**Set exercise A**
From the article on Miami venues, list every city named as having a mandated last call.
**Set exercise B**
Answer each question from the article on Miami venues.
(i) How many comments did the earlier article receive in total?
(ii) After what hour does the best part of a Friday or Saturday happen?
(iii) Under "This Could Be Your Life," at which venue was the booking agent?

The scintillating article managed to pile up a total of 117 comments. Some people agreed with Guerrero's statement. Others tried to offer suggestions to grow this little scene.

It's a classic underground music fight, and it's funny to see that the argument never evolves. Either way, here are ten reasons why Miami venues don't suck dick.

10. Options, Options, Options

Grand Central, The Vagabond, Eve, Bardot, Transit Lounge, Churchill's Pub, Tina Hills Pavilion, Electric Pickle, Tobacco Road, Polish American Club, The Stage, PAX, Purdy Lounge, 71 Lounge, Jazid, Buck 15, and the list goes on.

If anyone thinks there aren't good venue options in Miami, they lack imagination. Not to mention, for every club that closes down (RIP Soho Lounge, The District, Pawn Shop), five more open (hello Vagabond, Bardot, White Room/Eve, Circa 28/Electric Pickle, Grand Central, etc.). And considering the size of this city's music scene, there's more than enough to go around.

9. The Party Never Has To Stop

Los Angeles, New York City, Washington, D.C., Chicago, and a lot of other major metropolitan cities have mandated last call. Could anyone imagine Miami nights always ending at 2 a.m.? The best part of any Friday or Saturday happens way after 4 a.m., right? Is the night really complete if you can't walk out of a venue and watch the sun come up?

8. This Could Be Your Life

Many of Miami's biggest names in local music started in the bowels of the city's nightlife. Whether it was the door guy at Cheers, a house party DJ, the booking agent at Hard Rock Cafe, or a small time promoter at Club 5922, the opportunity to do something great in this city is there for the taking. All anyone has to do is work for it and it can be accomplished. Ask a New York City door guy if he feels the same way.

**Dataset section**
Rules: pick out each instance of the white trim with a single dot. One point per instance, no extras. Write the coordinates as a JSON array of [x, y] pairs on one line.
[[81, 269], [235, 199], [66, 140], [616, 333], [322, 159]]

**Correct result A**
Los Angeles
New York City
Washington, D.C.
Chicago

**Correct result B**
(i) 117
(ii) 4 a.m.
(iii) Hard Rock Cafe